▶ **GIVEN PROBLEM**
Return each line of the records below that contains the string "surface", copied in full. Matching is case-sensitive.

BEGIN SUPPLIED MATERIAL

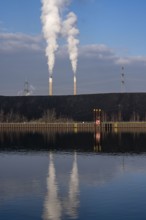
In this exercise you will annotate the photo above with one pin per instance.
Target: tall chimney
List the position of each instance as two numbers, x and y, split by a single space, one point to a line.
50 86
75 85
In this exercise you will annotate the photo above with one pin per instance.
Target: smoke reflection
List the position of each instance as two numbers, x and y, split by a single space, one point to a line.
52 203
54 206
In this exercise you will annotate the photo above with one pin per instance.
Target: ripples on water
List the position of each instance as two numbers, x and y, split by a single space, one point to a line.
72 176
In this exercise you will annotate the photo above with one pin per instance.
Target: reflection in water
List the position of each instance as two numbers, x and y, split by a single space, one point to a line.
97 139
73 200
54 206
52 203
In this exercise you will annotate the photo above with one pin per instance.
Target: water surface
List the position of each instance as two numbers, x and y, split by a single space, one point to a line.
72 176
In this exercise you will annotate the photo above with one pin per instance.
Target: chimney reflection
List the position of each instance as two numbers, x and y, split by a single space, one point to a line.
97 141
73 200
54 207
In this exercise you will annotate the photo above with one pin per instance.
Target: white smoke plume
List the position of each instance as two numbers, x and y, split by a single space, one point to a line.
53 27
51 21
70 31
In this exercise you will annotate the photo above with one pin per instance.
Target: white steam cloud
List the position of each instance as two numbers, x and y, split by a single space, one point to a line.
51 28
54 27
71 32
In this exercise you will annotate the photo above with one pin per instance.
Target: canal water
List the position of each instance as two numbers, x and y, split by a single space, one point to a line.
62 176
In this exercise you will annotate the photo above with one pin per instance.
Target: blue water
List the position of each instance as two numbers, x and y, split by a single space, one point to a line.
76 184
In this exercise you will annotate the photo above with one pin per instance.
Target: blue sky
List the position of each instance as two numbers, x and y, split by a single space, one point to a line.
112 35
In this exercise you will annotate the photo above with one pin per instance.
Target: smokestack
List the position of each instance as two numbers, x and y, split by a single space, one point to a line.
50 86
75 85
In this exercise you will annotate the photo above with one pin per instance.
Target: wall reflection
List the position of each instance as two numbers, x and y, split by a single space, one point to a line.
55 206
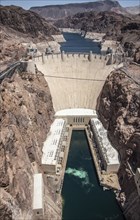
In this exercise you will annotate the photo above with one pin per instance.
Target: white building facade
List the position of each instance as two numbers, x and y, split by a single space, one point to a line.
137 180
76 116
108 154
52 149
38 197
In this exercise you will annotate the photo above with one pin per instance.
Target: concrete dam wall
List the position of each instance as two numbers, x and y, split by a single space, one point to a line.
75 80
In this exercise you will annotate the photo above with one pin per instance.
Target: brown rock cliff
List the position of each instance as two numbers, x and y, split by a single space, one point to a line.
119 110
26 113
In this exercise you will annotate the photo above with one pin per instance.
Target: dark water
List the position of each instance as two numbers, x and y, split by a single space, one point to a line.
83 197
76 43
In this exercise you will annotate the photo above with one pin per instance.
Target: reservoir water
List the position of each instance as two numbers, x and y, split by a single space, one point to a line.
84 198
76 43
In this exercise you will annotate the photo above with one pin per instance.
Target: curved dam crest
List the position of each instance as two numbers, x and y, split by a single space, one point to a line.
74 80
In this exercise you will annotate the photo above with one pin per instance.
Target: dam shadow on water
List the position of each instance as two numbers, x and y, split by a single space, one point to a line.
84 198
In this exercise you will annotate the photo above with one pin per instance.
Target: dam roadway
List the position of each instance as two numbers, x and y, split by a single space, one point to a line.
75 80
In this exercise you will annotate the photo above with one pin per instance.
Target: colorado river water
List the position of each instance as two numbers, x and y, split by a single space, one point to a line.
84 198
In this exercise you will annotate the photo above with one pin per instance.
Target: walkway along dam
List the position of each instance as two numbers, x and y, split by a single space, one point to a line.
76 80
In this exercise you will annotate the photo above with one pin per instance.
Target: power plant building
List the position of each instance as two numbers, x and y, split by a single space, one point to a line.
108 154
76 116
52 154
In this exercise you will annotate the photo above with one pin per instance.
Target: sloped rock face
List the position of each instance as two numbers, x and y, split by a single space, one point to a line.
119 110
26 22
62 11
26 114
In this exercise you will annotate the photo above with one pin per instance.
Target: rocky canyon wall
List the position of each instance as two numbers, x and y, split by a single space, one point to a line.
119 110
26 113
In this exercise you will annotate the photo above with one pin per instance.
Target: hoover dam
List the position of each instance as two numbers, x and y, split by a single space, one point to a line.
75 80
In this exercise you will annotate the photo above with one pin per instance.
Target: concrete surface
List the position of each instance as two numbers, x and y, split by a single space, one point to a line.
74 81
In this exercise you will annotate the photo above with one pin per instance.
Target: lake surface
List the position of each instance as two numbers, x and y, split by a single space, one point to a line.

END SUPPLIED MATERIAL

▶ **SOLUTION**
Target: water surface
Target: concrete surface
Target: lake surface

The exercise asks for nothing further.